▶ AIM OF THE TASK
Please print every record below exactly as it appears, but leave out the pictures.

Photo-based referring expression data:
_ _ _ _

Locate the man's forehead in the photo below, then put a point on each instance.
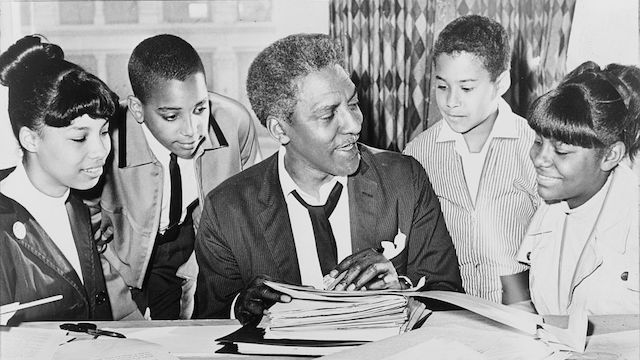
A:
(329, 82)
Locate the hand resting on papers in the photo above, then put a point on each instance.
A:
(364, 270)
(256, 298)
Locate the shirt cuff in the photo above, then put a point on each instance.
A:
(232, 314)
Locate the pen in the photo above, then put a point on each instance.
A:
(90, 329)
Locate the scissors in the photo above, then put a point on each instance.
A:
(90, 329)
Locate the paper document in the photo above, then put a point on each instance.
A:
(334, 315)
(106, 348)
(29, 344)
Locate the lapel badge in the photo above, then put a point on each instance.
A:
(19, 230)
(393, 249)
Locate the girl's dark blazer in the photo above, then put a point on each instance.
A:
(32, 267)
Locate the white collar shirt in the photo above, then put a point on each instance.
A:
(301, 222)
(49, 212)
(473, 163)
(187, 174)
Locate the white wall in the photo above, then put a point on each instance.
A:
(231, 46)
(604, 31)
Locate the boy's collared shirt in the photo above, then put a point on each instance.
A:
(302, 229)
(187, 174)
(472, 163)
(487, 230)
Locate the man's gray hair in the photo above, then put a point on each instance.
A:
(271, 82)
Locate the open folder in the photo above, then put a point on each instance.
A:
(315, 315)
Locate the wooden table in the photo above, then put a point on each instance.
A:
(438, 323)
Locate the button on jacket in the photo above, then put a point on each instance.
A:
(32, 267)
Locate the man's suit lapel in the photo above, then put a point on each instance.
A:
(364, 199)
(274, 220)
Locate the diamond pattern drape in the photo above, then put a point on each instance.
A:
(539, 32)
(388, 52)
(387, 46)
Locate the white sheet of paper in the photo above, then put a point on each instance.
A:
(29, 343)
(108, 348)
(187, 341)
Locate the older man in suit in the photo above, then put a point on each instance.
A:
(324, 205)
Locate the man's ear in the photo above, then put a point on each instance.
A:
(29, 139)
(135, 106)
(613, 155)
(503, 82)
(278, 129)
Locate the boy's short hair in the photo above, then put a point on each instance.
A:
(161, 58)
(480, 36)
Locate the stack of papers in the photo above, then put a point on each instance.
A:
(334, 315)
(320, 322)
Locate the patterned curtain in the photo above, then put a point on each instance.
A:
(388, 51)
(539, 32)
(388, 45)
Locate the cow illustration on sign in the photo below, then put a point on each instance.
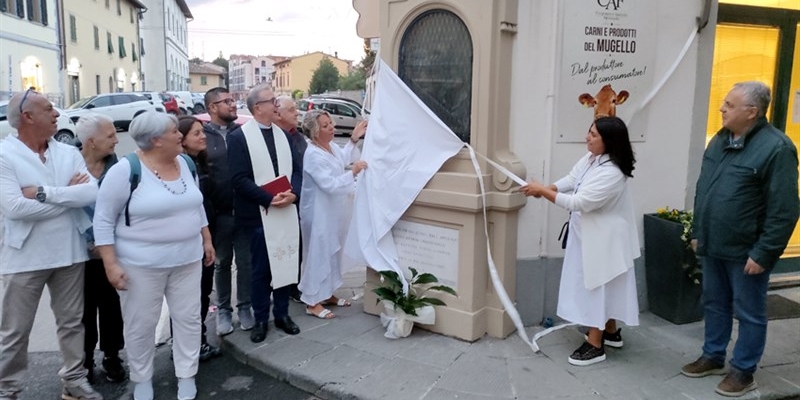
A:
(605, 102)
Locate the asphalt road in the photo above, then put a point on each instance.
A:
(221, 378)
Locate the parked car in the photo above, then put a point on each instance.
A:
(185, 101)
(345, 115)
(121, 107)
(165, 99)
(340, 98)
(65, 131)
(199, 100)
(240, 120)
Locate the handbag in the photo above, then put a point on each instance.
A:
(564, 234)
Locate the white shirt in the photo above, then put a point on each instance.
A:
(165, 224)
(38, 236)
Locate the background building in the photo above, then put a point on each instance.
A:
(247, 71)
(29, 51)
(101, 47)
(205, 76)
(294, 73)
(164, 46)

_ _ _ _

▶ ANSWER TO THIS EXERCISE
Locate the man's forehead in the photo below, then put a point on each instance.
A:
(329, 82)
Locate the hand resting on papers in the photo above, then put a point on each instance.
A:
(364, 270)
(256, 298)
Locate the shirt cuff in the photo above, then put a point on each instance.
A:
(232, 314)
Locate the pen in the photo above, then put a point on each instance.
A:
(90, 329)
Locate the scissors in the photo above, then put a point on each instance.
A:
(90, 329)
Locate the paper document in the photo above, then put a point on each instance.
A:
(334, 315)
(106, 348)
(29, 344)
Locate the lapel badge in the photo above, then put a point on each instance.
A:
(19, 230)
(393, 249)
Locate the girl's dark blazer in the photo above, then put a point on each instance.
A:
(32, 267)
Locate the white collar shirt in the photo above, then put a point on each instance.
A:
(301, 222)
(49, 212)
(473, 163)
(187, 174)
Locate the white wall in the photo above, then put a point on each instance.
A:
(231, 46)
(604, 31)
Locate the boy's collared shirt in the photo above, then put a point on each instance.
A:
(302, 229)
(187, 174)
(472, 163)
(487, 230)
Locate the man's gray hair in the photo above, then put a point on each instance.
A:
(271, 82)
Locate the open folder in the photo above, then put a point on each instance.
A:
(315, 315)
Locate the wooden table in the photo above, then put a point on each instance.
A:
(438, 323)
Locate the button on jacket in the photo above, then put a point on each instance.
A:
(32, 267)
Locate the man's suit lapel in the photo above, then put a point on each instance.
A:
(364, 199)
(274, 220)
Locate the diamond pattern drape in the photo above, then put a point on each instance.
A:
(539, 32)
(388, 52)
(387, 46)
Locate the white sheet of paper in the photo above, then put a point on each instance.
A:
(29, 343)
(108, 348)
(187, 341)
Locate the older man in suit in the photo above, then put a point on each instance.
A:
(324, 205)
Locate the man's ear in the photo above, then put a point on each instance.
A:
(29, 139)
(135, 106)
(613, 155)
(503, 82)
(278, 129)
Locate the boy's short hair in the photo above, then put a point on each instance.
A:
(161, 58)
(480, 36)
Locate the stack of papers in the photo above, then put a point on each instance.
A:
(334, 315)
(320, 322)
Locate the patterned curtain in the photo above, then put a point on each instance.
A:
(388, 51)
(539, 32)
(388, 45)
Locate the cow illustration on sign in the photo below, then put a point on each instance.
A:
(605, 102)
Locate the asphalt road in the photo above, then put a point on each instance.
A:
(221, 378)
Locate the parked car in the photo above, then put a point on each instance.
A:
(185, 101)
(345, 115)
(121, 107)
(165, 99)
(340, 98)
(65, 131)
(199, 100)
(240, 120)
Locate the handbag in the photo above, then put a point on each instance.
A:
(564, 234)
Locate the white shirt in the photo above, then put a point on each instance.
A:
(165, 224)
(38, 236)
Locate the background building in the photo above, then put a point on each instance.
A:
(247, 71)
(29, 51)
(101, 47)
(205, 76)
(294, 73)
(164, 46)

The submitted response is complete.